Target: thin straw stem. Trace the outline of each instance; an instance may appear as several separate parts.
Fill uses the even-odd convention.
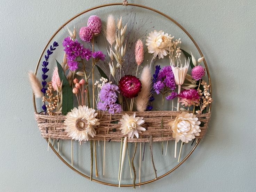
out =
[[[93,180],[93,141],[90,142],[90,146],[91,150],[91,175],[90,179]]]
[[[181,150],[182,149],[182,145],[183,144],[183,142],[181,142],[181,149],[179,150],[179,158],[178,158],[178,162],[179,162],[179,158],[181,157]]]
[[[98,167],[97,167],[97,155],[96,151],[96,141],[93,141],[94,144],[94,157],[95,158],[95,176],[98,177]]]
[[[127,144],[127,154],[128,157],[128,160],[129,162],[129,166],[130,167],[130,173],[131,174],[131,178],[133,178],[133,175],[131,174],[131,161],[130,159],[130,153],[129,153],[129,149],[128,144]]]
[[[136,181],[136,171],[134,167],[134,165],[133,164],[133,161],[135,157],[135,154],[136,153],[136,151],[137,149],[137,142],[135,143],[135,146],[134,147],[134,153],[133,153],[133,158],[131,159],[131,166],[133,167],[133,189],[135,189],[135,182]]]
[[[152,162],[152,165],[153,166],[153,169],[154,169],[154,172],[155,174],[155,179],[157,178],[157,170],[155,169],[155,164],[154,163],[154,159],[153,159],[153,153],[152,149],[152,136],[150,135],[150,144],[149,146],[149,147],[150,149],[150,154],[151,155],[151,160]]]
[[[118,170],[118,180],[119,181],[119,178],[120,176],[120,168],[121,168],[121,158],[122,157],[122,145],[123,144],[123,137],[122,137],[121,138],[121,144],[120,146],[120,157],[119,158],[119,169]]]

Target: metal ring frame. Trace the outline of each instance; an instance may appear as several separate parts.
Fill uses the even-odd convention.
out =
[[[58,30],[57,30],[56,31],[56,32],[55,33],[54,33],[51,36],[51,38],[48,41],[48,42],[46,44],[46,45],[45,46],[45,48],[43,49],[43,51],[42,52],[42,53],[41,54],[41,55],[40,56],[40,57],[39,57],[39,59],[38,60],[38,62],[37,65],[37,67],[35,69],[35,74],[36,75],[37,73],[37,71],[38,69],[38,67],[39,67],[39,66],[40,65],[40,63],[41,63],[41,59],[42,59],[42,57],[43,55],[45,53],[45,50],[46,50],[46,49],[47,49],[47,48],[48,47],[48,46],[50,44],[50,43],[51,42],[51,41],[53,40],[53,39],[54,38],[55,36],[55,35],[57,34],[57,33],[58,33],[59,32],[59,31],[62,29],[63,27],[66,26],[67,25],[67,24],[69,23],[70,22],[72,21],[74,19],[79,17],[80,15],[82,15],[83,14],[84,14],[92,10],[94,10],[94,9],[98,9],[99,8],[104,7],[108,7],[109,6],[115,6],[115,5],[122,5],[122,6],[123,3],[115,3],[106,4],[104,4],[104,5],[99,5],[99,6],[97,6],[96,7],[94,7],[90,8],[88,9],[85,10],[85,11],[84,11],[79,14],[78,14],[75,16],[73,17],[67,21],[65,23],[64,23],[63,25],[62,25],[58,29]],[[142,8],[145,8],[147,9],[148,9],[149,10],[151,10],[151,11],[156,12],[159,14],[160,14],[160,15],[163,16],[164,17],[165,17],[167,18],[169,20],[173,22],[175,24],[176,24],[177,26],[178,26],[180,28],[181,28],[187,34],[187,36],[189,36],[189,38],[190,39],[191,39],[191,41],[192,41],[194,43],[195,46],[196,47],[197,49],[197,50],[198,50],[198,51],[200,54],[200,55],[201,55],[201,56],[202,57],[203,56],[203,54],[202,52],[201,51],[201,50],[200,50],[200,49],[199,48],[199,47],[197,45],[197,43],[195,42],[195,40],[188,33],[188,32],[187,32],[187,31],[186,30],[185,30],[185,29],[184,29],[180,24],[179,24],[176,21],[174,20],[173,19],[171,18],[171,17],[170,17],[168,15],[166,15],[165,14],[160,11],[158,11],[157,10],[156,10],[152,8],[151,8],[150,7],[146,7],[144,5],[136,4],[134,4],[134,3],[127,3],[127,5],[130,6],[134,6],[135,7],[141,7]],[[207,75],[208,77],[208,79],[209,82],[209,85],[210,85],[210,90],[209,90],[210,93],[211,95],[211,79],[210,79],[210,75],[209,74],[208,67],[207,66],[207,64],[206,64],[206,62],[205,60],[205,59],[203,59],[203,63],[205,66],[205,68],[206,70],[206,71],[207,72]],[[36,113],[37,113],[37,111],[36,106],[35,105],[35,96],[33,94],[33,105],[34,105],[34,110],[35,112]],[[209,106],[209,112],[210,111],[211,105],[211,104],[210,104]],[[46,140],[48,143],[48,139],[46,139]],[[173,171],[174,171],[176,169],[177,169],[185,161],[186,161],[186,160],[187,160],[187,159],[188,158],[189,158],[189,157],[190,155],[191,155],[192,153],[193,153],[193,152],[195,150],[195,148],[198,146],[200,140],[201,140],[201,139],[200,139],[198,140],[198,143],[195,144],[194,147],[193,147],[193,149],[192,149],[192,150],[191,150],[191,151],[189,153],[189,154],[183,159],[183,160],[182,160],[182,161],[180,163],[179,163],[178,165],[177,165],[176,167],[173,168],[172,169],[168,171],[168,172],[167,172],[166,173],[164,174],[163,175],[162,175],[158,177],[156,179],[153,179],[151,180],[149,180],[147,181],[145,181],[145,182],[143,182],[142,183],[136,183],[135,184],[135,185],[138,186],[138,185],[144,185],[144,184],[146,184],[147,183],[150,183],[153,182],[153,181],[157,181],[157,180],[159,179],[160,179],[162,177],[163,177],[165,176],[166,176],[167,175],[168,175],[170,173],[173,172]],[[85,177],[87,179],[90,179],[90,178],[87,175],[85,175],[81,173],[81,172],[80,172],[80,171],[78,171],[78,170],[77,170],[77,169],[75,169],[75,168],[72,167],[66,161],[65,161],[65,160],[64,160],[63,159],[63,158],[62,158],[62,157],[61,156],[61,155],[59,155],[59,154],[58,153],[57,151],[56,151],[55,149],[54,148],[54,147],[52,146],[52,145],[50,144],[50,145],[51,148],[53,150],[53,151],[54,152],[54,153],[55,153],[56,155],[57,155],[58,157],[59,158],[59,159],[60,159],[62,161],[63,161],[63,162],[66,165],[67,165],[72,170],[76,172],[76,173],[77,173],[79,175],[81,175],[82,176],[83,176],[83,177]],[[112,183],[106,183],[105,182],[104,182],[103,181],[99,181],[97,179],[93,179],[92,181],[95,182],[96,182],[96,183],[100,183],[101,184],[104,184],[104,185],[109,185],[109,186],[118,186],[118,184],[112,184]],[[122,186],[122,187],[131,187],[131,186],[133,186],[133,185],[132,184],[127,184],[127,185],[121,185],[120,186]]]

___

▶ [TASK DETAILS]: Without including the pictures, return each record above exactly as it stands.

▶ [EXPECTED ANSWER]:
Target: thin straw stem. Trace the outline of each instance; an instance may appear as several separate parts.
Fill uses the even-odd convention.
out =
[[[93,180],[93,141],[90,142],[90,146],[91,150],[91,175],[90,179]]]
[[[181,150],[182,149],[182,145],[183,144],[183,142],[181,142],[181,149],[179,150],[179,158],[178,158],[178,162],[179,162],[179,158],[181,157]]]
[[[98,167],[97,167],[97,155],[96,151],[96,141],[93,141],[94,144],[94,157],[95,158],[95,176],[98,177]]]
[[[127,144],[127,154],[128,157],[128,160],[129,162],[129,166],[130,167],[130,173],[131,174],[131,178],[133,178],[133,175],[131,174],[131,161],[130,159],[130,153],[129,153],[129,149],[128,144]]]
[[[136,181],[136,171],[134,167],[134,165],[133,164],[133,161],[135,157],[135,154],[136,153],[136,151],[137,149],[137,142],[135,143],[135,146],[134,147],[134,153],[133,153],[133,158],[131,159],[131,166],[133,167],[133,189],[135,189],[135,182]]]
[[[152,162],[152,165],[153,166],[153,169],[154,169],[154,172],[155,174],[155,179],[157,178],[157,170],[155,169],[155,164],[154,163],[154,159],[153,159],[153,153],[152,149],[152,136],[150,135],[150,144],[149,146],[149,147],[150,149],[150,154],[151,155],[151,160]]]
[[[118,170],[118,180],[119,181],[119,178],[120,176],[120,168],[121,168],[121,158],[122,157],[122,145],[123,144],[123,137],[122,137],[121,138],[121,144],[120,146],[120,157],[119,158],[119,169]]]

Target: metal ring frame. Trace the outline of each instance; an instance may appear as several separate parts.
Fill uses the even-odd convention.
out =
[[[58,30],[57,30],[56,31],[56,32],[55,33],[54,33],[51,36],[51,38],[48,41],[48,42],[46,44],[46,45],[45,46],[45,48],[43,49],[43,51],[42,52],[42,53],[41,54],[41,55],[40,56],[40,57],[39,57],[39,59],[38,60],[38,62],[37,65],[37,67],[35,69],[35,74],[36,75],[37,73],[37,71],[38,69],[38,67],[39,67],[39,66],[40,65],[40,63],[41,63],[41,59],[42,59],[42,57],[43,55],[45,53],[45,50],[46,50],[46,49],[47,49],[47,48],[48,47],[48,46],[50,44],[50,43],[51,42],[51,41],[53,40],[53,39],[54,38],[55,36],[55,35],[57,34],[57,33],[58,33],[59,32],[59,31],[62,29],[63,27],[66,26],[67,25],[67,24],[69,23],[70,22],[72,21],[74,19],[79,17],[80,15],[82,15],[83,14],[84,14],[92,10],[94,10],[94,9],[98,9],[99,8],[104,7],[108,7],[109,6],[115,6],[115,5],[122,5],[122,6],[123,3],[115,3],[106,4],[104,4],[104,5],[99,5],[99,6],[97,6],[96,7],[94,7],[90,8],[88,9],[85,10],[85,11],[84,11],[79,14],[78,14],[75,16],[73,17],[67,21],[65,23],[64,23],[63,25],[62,25],[58,29]],[[142,8],[145,8],[147,9],[148,9],[149,10],[151,10],[151,11],[156,12],[159,14],[160,14],[160,15],[163,16],[164,17],[165,17],[167,18],[169,20],[173,22],[175,24],[176,24],[177,26],[178,26],[180,28],[181,28],[187,34],[187,36],[189,36],[189,38],[190,39],[191,39],[191,41],[192,41],[194,43],[195,46],[196,47],[197,49],[197,50],[198,50],[198,51],[200,54],[200,55],[201,55],[201,56],[202,57],[203,56],[203,54],[202,52],[201,51],[201,50],[200,50],[200,49],[199,48],[199,47],[197,45],[197,43],[195,42],[195,40],[188,33],[188,32],[187,32],[187,31],[186,30],[185,30],[185,29],[184,29],[180,24],[179,24],[176,21],[174,20],[173,19],[171,18],[171,17],[170,17],[168,15],[166,15],[165,14],[160,11],[158,11],[157,10],[156,10],[152,8],[151,8],[150,7],[146,7],[144,5],[136,4],[134,4],[134,3],[127,3],[127,5],[130,6],[134,6],[135,7],[141,7]],[[207,75],[208,77],[208,79],[209,82],[209,85],[210,85],[210,90],[209,90],[210,93],[211,95],[211,79],[210,79],[210,75],[209,74],[208,67],[207,66],[207,64],[206,64],[206,62],[205,60],[205,59],[203,59],[203,63],[205,66],[205,68],[206,70],[206,71],[207,72]],[[36,113],[37,113],[37,111],[36,106],[35,105],[35,96],[33,94],[33,105],[34,105],[34,110],[35,112]],[[209,106],[209,112],[210,111],[211,105],[211,104],[210,104]],[[46,140],[48,143],[48,139],[46,139]],[[173,171],[174,171],[176,169],[177,169],[185,161],[186,161],[186,160],[187,160],[187,159],[188,158],[189,158],[189,157],[190,155],[191,155],[192,153],[193,153],[193,152],[195,150],[195,148],[198,146],[200,140],[201,140],[201,139],[200,139],[198,140],[198,143],[195,144],[194,147],[193,147],[193,149],[192,149],[192,150],[191,150],[191,151],[189,153],[189,154],[183,159],[183,160],[182,160],[182,161],[180,163],[179,163],[178,165],[177,165],[176,167],[173,168],[172,169],[168,171],[168,172],[167,172],[166,173],[164,174],[163,175],[162,175],[158,177],[156,179],[153,179],[151,180],[149,180],[147,181],[145,181],[145,182],[143,182],[142,183],[136,183],[135,184],[135,185],[138,186],[138,185],[144,185],[144,184],[146,184],[147,183],[150,183],[153,182],[153,181],[157,181],[157,180],[159,179],[160,179],[162,177],[163,177],[165,176],[166,176],[167,175],[168,175],[170,173],[173,172]],[[85,177],[87,179],[90,179],[90,178],[87,175],[85,175],[81,173],[81,172],[80,172],[80,171],[78,171],[78,170],[77,170],[77,169],[75,169],[75,168],[72,167],[66,161],[65,161],[65,160],[64,160],[63,159],[63,158],[62,158],[62,157],[61,156],[61,155],[59,155],[59,154],[58,153],[57,151],[56,151],[55,149],[54,148],[54,147],[52,146],[52,145],[50,144],[50,145],[51,148],[53,150],[53,151],[54,152],[54,153],[55,153],[56,155],[57,155],[58,157],[59,158],[59,159],[60,159],[62,161],[63,161],[63,162],[66,165],[67,165],[72,170],[76,172],[76,173],[77,173],[79,175],[81,175],[82,176],[83,176],[83,177]],[[112,183],[106,183],[105,182],[104,182],[103,181],[99,181],[97,179],[93,179],[92,181],[95,182],[96,182],[96,183],[100,183],[101,184],[104,184],[104,185],[109,185],[109,186],[118,186],[118,184],[112,184]],[[122,186],[122,187],[131,187],[131,186],[133,186],[133,185],[132,184],[127,184],[127,185],[121,185],[120,186]]]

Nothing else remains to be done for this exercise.